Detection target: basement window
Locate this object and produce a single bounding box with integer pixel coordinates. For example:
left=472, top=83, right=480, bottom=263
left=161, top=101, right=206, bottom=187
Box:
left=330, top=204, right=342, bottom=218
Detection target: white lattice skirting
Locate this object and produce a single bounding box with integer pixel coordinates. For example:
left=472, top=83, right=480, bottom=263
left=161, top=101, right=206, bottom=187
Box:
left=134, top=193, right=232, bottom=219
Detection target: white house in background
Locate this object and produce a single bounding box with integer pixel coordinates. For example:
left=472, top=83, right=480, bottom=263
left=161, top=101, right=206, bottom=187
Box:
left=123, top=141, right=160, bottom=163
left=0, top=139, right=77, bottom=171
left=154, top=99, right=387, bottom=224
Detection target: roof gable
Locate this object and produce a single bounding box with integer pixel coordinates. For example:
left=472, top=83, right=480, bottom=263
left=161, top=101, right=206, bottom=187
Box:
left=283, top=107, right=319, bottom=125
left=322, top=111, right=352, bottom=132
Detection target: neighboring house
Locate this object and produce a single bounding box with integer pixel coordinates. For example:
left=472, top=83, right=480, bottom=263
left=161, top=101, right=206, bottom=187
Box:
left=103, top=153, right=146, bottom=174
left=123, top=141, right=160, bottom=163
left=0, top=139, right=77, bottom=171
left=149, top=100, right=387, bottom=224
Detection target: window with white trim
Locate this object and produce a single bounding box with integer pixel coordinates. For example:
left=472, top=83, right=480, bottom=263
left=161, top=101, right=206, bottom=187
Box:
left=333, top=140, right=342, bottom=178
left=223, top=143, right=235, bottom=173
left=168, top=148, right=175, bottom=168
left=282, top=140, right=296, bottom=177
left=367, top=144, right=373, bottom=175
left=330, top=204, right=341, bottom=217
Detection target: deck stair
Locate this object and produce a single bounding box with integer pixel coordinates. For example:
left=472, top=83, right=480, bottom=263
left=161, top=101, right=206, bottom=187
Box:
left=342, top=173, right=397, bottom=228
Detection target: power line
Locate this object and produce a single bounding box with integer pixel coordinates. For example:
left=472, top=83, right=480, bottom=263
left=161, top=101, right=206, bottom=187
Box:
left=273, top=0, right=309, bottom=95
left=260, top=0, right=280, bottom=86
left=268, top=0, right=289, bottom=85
━━━━━━━━━━
> [Given task]:
Reproduce the records from the start through the line with "left=134, top=193, right=232, bottom=219", inclusive, keeping the requests and their sample boxes unchanged. Multiply each bounding-box coordinate in the answers by 2.1, rounding to whole numbers with halves rounded up.

> [Expected answer]:
Detection target: basement window
Locate this object and produce a single bounding box with integer pixel coordinates. For example:
left=472, top=83, right=480, bottom=263
left=161, top=101, right=206, bottom=187
Box:
left=693, top=428, right=718, bottom=458
Detection target: white lattice skirting
Locate this object and produce a single bounding box with integer pixel coordinates. For example:
left=472, top=83, right=480, bottom=263
left=161, top=101, right=206, bottom=187
Box:
left=281, top=405, right=487, bottom=460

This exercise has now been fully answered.